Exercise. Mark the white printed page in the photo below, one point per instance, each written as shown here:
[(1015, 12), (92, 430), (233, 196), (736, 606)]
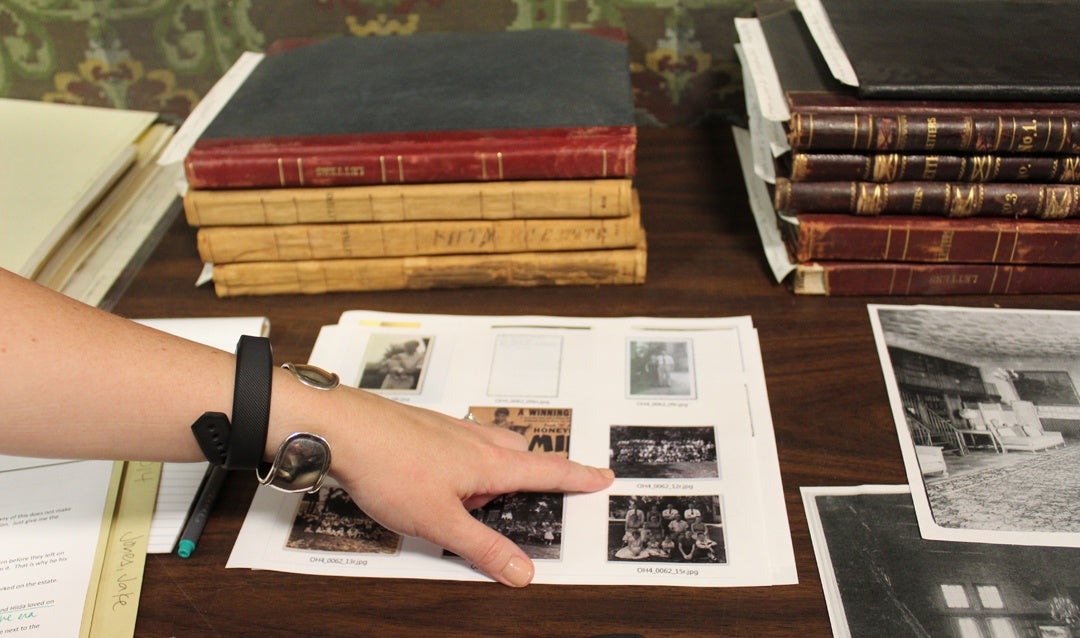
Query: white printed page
[(677, 408), (48, 542)]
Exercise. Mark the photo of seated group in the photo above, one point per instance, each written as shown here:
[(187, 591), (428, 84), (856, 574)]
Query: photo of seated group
[(665, 529), (988, 412)]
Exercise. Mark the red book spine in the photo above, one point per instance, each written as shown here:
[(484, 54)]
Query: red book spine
[(844, 166), (929, 240), (934, 132), (940, 199), (856, 277), (413, 159)]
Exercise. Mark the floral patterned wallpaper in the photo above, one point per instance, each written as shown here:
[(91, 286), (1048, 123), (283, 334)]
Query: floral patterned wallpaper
[(163, 55)]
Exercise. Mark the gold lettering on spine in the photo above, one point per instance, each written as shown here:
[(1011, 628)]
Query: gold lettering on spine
[(798, 166), (886, 167), (1012, 254), (930, 170), (1070, 170), (969, 133), (1028, 136), (931, 134), (1065, 136), (1058, 202), (981, 168), (872, 199), (959, 203), (945, 246)]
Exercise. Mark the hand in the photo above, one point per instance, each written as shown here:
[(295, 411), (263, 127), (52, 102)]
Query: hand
[(418, 473)]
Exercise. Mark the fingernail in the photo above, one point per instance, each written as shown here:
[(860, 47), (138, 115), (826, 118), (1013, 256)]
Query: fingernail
[(517, 572)]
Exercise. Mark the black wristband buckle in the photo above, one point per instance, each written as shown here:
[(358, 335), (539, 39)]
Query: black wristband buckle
[(240, 444)]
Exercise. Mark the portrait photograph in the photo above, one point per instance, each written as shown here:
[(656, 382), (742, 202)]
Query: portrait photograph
[(663, 451), (395, 363), (660, 368), (881, 578)]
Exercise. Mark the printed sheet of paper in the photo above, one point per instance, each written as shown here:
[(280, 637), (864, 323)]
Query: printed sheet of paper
[(49, 542), (986, 407), (676, 407)]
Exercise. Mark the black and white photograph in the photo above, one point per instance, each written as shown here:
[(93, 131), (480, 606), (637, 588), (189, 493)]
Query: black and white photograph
[(660, 451), (661, 368), (988, 412), (653, 528), (395, 363), (881, 578), (328, 520), (531, 519)]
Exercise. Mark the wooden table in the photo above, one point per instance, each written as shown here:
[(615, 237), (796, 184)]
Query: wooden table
[(828, 401)]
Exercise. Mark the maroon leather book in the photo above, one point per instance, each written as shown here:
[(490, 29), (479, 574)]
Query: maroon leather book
[(431, 107), (886, 167), (880, 279), (941, 199), (932, 240)]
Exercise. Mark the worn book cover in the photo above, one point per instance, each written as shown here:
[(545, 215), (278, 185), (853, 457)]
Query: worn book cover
[(947, 50), (608, 267), (821, 113), (230, 244), (432, 107)]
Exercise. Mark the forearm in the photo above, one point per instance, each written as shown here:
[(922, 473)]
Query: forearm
[(83, 383)]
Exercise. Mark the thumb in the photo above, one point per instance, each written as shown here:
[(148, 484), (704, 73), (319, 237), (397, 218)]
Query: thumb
──────────────────────────────
Prompt =
Copy every row above word for word, leaving out the pictures.

Exercise solution =
Exercise. Mark the white printed page in the photo below, one point per instance, each written as shown here:
[(1015, 12), (92, 430), (233, 196), (736, 606)]
Query: white printed page
[(677, 408), (48, 542)]
Exercise. Mark the photo of seated group in the photo above, one point per instance, each written as shown here:
[(187, 591), (428, 84), (856, 574)]
Query: photo of seated group
[(665, 529), (988, 412)]
Exercise. Mark the red book spine in the photo above, one point per instance, each written as shown here:
[(484, 54)]
Query: red book spine
[(844, 166), (929, 240), (934, 132), (940, 199), (856, 277), (413, 159)]
Exercise. Mark the floral patterned wallpaper in the photo above, one point per instance, each written as shown here:
[(91, 286), (1048, 123), (283, 334)]
Query: floral patterned wallpaper
[(163, 55)]
Exercise. Mark the gold lettering on spine in the photo above, one point per instance, each written as shown here:
[(1011, 628)]
Query: gold lettering on spine
[(798, 166), (886, 167), (1012, 254), (930, 170), (1070, 170), (969, 133), (1028, 136), (931, 134), (1065, 136), (1058, 202), (981, 168), (872, 199), (959, 203), (945, 246)]
Exercise. Mark the hand in the photo above, one point per instance, each written as shown here:
[(295, 411), (263, 127), (52, 102)]
Query: hand
[(418, 473)]
Exercise. Mark the fingernail in the photo above, one point per instance, each written as shown here:
[(860, 47), (138, 115), (826, 118), (1013, 256)]
Query: fingernail
[(517, 572)]
Exercise. Mark the black wristband buckle in the photo above, one point per instance, each written as shown here:
[(358, 335), (539, 39)]
Query: black wristband buckle
[(240, 444)]
Exercise. Mark the portrait photograph in the photo above, one point per instance, each written as shown here:
[(656, 382), (742, 202)]
Query: portrait photograph
[(663, 451), (395, 363), (660, 368), (881, 578)]
Exercise. Mark the printed sheet of paper in the photo above, one point per instance, each written as shown here:
[(280, 637), (864, 323)]
Query: printed sheet of paper
[(49, 542), (986, 407), (676, 407)]
Exercise. Mark the black and white photograph in the photo above, one point per instance, each written as shown here:
[(93, 131), (480, 606), (637, 588), (189, 493)]
Query: black and white photograph
[(660, 451), (661, 368), (988, 412), (653, 528), (395, 363), (881, 578), (328, 520), (531, 519)]
Exercise. Mark the wooden table in the photo above, one point per instance, each written as shown here:
[(615, 237), (796, 184)]
Query: wooden table
[(828, 401)]
Exercise. Mark the maroon leather book in the photo above, one point per instance, each written as shown here:
[(490, 29), (479, 574)]
Query: maroon leather book
[(431, 107), (886, 167), (880, 279), (941, 199), (932, 240)]
Exercise. Mark the worn book cover in the photo above, one point per instance, each written as shown here:
[(545, 215), (278, 185), (853, 457)]
Query: worn book cover
[(947, 50), (608, 267), (821, 113), (230, 244), (432, 107)]
Exercise. Mark the forearm in the photo above, one point per instance, each written as shown here:
[(922, 473)]
Query: forearm
[(83, 383)]
Exercise. Mark the thumb in the photo above, one point per instance, each written as shown here:
[(148, 484), (704, 73), (319, 237), (397, 218)]
Query: thumb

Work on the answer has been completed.